§ **DIRECTIVE**
Extract from the entries below every line that contains the string "each", and reproduce those lines in full.

§ **Stored items**
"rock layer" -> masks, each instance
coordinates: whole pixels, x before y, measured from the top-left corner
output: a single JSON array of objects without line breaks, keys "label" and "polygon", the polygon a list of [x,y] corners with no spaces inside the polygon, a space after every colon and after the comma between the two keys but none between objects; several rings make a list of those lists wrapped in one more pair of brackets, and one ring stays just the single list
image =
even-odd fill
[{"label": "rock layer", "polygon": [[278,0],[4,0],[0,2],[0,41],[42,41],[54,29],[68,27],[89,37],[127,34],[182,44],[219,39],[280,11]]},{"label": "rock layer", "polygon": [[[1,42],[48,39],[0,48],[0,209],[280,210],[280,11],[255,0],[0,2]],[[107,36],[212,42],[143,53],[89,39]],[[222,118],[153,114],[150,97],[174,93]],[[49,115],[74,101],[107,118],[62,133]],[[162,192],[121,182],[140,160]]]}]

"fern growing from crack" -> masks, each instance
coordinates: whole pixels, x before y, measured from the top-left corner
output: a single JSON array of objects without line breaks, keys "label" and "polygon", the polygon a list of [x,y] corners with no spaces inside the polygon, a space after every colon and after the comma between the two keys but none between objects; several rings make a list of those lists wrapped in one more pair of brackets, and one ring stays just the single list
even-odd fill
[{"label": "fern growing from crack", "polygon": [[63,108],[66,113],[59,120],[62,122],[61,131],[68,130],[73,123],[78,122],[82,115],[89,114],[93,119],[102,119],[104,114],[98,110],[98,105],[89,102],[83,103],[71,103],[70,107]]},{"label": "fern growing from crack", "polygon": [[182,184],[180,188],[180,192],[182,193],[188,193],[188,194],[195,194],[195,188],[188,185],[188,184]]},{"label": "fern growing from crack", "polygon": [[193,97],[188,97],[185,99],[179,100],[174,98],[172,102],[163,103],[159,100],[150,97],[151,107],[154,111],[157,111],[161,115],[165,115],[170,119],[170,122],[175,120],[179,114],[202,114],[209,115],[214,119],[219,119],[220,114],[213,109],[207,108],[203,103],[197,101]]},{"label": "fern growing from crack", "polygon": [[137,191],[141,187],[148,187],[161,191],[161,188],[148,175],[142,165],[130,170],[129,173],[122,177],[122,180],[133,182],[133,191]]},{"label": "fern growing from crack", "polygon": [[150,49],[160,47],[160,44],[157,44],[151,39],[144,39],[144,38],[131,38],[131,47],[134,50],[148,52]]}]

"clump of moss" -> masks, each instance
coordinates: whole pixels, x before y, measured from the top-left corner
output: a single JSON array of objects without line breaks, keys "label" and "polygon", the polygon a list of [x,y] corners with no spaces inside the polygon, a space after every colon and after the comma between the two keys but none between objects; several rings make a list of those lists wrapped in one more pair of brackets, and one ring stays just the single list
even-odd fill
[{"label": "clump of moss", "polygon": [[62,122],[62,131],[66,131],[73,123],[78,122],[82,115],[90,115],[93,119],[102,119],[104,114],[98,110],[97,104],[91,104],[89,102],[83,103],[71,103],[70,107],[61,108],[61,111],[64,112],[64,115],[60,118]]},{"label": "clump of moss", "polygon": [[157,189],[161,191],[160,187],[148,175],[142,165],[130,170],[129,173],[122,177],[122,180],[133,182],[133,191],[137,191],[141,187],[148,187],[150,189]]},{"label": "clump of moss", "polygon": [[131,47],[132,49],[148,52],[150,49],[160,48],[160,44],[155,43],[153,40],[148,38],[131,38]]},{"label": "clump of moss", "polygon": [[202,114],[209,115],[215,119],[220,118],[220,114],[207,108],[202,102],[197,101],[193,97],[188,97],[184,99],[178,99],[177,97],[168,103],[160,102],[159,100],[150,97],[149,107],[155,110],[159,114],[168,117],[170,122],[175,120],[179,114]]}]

* * *

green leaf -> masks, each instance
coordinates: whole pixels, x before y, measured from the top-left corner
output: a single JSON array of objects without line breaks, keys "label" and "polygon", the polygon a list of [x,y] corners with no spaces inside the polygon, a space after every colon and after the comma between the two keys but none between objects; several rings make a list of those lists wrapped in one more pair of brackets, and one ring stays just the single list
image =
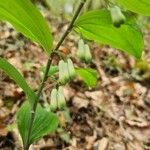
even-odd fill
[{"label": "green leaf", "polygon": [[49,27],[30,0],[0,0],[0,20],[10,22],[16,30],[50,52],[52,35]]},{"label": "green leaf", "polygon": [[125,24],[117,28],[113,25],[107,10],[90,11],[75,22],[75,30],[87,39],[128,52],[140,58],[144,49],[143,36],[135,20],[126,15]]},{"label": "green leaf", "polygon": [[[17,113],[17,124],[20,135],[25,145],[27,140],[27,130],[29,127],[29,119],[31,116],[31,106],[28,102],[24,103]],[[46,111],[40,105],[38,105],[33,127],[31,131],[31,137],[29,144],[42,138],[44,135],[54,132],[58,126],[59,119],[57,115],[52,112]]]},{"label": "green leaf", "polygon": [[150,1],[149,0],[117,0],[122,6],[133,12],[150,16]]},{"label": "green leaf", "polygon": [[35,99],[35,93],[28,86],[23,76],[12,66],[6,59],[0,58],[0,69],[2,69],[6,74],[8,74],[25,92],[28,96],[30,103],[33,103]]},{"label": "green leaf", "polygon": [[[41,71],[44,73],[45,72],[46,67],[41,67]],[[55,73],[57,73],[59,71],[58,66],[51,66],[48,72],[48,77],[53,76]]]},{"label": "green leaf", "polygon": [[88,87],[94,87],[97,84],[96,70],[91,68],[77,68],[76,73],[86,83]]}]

§ **EXERCISE ANSWER**
"rock layer" -> masks, each instance
"fern growing from crack" -> masks, each instance
"clump of moss" -> masks, each instance
green leaf -> masks, each instance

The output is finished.